Natural-language object grounding data.
########################################

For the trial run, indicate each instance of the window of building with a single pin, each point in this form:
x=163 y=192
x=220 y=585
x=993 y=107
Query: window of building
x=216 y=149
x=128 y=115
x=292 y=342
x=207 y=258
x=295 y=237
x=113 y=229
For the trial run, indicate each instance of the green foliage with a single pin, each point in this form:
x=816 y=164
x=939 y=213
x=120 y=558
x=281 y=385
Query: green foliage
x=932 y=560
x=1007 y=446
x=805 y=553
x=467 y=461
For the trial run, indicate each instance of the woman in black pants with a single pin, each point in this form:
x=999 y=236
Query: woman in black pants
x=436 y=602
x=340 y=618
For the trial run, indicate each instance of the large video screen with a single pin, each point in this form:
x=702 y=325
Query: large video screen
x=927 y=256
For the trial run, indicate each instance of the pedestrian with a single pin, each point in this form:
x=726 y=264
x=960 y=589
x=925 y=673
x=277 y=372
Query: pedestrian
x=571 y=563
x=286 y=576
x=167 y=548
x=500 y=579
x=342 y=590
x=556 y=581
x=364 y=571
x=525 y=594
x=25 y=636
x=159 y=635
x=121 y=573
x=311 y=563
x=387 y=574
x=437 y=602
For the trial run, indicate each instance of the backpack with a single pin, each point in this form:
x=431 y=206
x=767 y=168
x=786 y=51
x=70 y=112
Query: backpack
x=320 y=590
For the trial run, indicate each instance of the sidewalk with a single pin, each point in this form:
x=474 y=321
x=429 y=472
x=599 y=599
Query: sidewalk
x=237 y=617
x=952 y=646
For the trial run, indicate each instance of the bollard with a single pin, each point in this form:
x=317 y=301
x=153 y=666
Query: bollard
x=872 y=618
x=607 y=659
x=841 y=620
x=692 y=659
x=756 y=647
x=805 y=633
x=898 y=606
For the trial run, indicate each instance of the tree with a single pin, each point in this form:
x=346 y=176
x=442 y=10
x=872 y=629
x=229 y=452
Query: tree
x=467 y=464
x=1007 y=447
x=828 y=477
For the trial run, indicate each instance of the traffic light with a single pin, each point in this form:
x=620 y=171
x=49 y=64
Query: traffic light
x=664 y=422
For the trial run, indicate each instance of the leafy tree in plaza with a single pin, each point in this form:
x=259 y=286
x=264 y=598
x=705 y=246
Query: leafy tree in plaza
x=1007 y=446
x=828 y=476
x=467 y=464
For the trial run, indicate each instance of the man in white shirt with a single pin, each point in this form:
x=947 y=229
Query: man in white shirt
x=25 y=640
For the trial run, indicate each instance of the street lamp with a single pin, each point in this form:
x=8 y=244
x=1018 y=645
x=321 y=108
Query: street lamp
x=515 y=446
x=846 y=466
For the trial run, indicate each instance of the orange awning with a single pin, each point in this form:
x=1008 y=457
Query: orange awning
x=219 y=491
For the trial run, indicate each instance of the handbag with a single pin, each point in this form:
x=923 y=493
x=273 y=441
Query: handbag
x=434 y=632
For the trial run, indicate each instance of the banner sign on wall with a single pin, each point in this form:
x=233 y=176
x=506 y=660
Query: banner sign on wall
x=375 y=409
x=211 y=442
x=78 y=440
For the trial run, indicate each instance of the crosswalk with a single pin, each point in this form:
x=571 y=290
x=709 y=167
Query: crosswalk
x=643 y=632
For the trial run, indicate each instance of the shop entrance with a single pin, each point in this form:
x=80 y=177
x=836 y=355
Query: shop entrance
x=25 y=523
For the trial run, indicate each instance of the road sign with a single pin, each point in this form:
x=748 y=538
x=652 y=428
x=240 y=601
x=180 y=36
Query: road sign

########################################

What is needed is an exact copy of the lines from the one containing "x=233 y=176" through the last line of the records above, both included.

x=233 y=176
x=506 y=660
Query: banner sign on wall
x=375 y=409
x=211 y=442
x=78 y=440
For the trial run, indicate each instance of the crosswalk with a single pin, each point in this form:
x=571 y=290
x=709 y=167
Query: crosswalk
x=643 y=632
For the trial run, indicate each instance of the shop entrance with a single pin, each point in this form:
x=80 y=177
x=836 y=355
Query: shop entrance
x=25 y=523
For the trial run, indicate each instance of the road sign with a single pin, each point in this form:
x=748 y=538
x=652 y=428
x=240 y=601
x=180 y=36
Query: road sign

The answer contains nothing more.